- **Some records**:
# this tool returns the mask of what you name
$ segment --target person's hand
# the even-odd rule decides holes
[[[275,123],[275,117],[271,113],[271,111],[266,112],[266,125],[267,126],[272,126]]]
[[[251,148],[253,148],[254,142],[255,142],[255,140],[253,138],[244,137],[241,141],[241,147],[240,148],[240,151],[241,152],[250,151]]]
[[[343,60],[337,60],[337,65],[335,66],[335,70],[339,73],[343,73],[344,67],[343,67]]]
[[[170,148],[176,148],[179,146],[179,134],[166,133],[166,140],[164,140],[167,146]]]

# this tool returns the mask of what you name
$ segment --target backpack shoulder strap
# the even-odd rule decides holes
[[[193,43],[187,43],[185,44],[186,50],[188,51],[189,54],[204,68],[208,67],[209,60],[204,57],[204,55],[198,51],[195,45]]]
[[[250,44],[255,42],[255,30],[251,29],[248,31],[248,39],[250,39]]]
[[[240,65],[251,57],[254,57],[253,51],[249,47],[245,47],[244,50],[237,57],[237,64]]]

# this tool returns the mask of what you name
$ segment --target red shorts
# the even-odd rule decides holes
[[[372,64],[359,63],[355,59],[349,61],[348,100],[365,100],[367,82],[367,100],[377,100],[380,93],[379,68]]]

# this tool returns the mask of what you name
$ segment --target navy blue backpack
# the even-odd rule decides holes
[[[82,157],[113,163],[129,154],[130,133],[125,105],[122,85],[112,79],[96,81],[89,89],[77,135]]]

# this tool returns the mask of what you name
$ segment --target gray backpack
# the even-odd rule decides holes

- **What to produce**: Extract all the entries word for word.

- **Reply to the task**:
# this tool returns the mask of what you name
$ segment --target person's hand
# the even-odd rule decides holes
[[[275,123],[275,117],[271,113],[271,111],[266,112],[266,125],[267,126],[272,126]]]
[[[251,148],[253,148],[254,142],[255,142],[255,140],[253,138],[244,137],[241,141],[241,147],[240,148],[240,151],[241,152],[250,151]]]
[[[343,60],[337,60],[337,65],[335,66],[335,70],[339,73],[343,73],[344,67],[343,67]]]
[[[170,148],[176,148],[179,146],[179,134],[166,133],[166,140],[164,140],[167,146]]]

# this tool returns the mask of what you name
$ segment --target backpack shoulder strap
# the even-odd rule decides holes
[[[193,43],[187,43],[185,44],[186,50],[188,51],[189,54],[204,68],[208,67],[209,60],[204,57],[204,55],[198,51],[195,45]]]
[[[250,44],[255,42],[255,30],[251,29],[248,31],[248,39],[250,39]]]
[[[240,65],[251,57],[254,57],[253,51],[249,47],[245,47],[244,50],[237,57],[237,64]]]

# this tool returns the mask of what you name
$ segment --target red shorts
# the even-odd rule decides holes
[[[372,64],[359,63],[355,59],[349,61],[348,100],[365,100],[367,82],[367,100],[377,100],[380,93],[379,68]]]

# this tool returns the mask of what you name
$ segment --target navy blue backpack
# the even-odd rule decides holes
[[[82,157],[113,163],[129,154],[130,133],[125,105],[122,85],[112,79],[96,81],[89,89],[77,135]]]

# this tool returns the mask of what you name
$ segment --target gray backpack
# the even-odd rule decides holes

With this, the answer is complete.